Records from a point labeling set

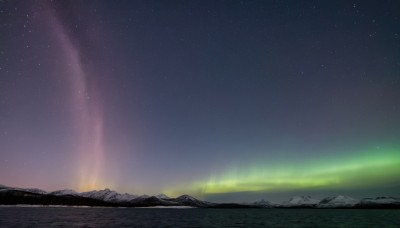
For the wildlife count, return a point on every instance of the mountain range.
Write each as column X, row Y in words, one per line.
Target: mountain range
column 109, row 198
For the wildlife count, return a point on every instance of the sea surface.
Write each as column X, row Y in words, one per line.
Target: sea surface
column 156, row 217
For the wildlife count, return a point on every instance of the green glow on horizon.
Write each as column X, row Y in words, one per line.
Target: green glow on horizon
column 354, row 170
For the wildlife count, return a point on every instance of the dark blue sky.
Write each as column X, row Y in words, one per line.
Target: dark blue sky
column 220, row 99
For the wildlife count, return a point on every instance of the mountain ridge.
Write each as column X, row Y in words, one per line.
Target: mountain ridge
column 109, row 198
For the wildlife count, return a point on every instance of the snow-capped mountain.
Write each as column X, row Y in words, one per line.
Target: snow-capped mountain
column 263, row 203
column 34, row 190
column 65, row 192
column 337, row 202
column 301, row 201
column 162, row 196
column 107, row 198
column 380, row 201
column 187, row 200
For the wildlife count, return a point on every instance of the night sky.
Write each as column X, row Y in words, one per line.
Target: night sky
column 222, row 100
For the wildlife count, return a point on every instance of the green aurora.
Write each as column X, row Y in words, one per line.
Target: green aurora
column 353, row 170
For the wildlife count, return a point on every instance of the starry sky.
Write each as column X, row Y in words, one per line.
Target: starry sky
column 222, row 100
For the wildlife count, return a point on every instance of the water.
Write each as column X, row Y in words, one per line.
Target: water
column 131, row 217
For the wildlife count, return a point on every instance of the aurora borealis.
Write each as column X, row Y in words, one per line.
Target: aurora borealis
column 223, row 100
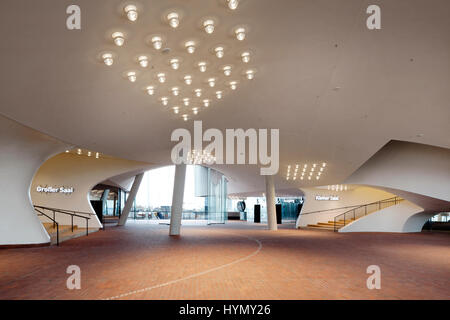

> _Challenge_
Can you copy out every line of the items above word for word, leaving out the pictures?

> _Full output_
For the wildlife count, return a point on every instance of the mountain range.
Write each as column X, row Y in words, one per line.
Target: mountain range
column 109, row 198
For the wildlife count, return a point on every instance of the sea surface.
Write each as column X, row Y in words, one per line.
Target: sea surface
column 156, row 217
For the wildlife count, return a point on every instance of the green glow on horizon.
Write each as column X, row Y in words, one per line.
Target: green glow on horizon
column 354, row 170
For the wildlife count, return a point on every instance of the dark blue sky.
Write each as column X, row Y in words, one per line.
Target: dark blue sky
column 220, row 99
For the wildlife count, return a point on every instance of the mountain ridge.
Write each as column X, row Y in words, one per line.
Target: mountain ridge
column 109, row 198
For the wildlife count, return a point on every instance of the snow-capped mountain.
Write each as column X, row Y in words, one per line.
Target: snow-capped mountain
column 263, row 203
column 34, row 190
column 65, row 192
column 337, row 202
column 301, row 201
column 162, row 196
column 107, row 198
column 380, row 201
column 187, row 200
For the wildlife count, return a point on every instance of the night sky.
Write each as column X, row Y in words, one per line.
Target: night sky
column 222, row 100
For the wildlife count, return a point on every instance of the green aurora.
Write each as column X, row Y in words, one per line.
Target: green aurora
column 353, row 170
For the wildlife count, return a point on every instance of the starry sky.
Write each as column X, row Y in words, one per line.
Target: starry sky
column 222, row 100
For the wildlife count, return a point on every instance of the water.
Write each as column X, row Y in words, one per line.
Target: water
column 131, row 217
For the wildlife count, return a point on every instance of the aurora borealis.
Write each as column X, row Y in words, one per line.
Target: aurora borealis
column 223, row 100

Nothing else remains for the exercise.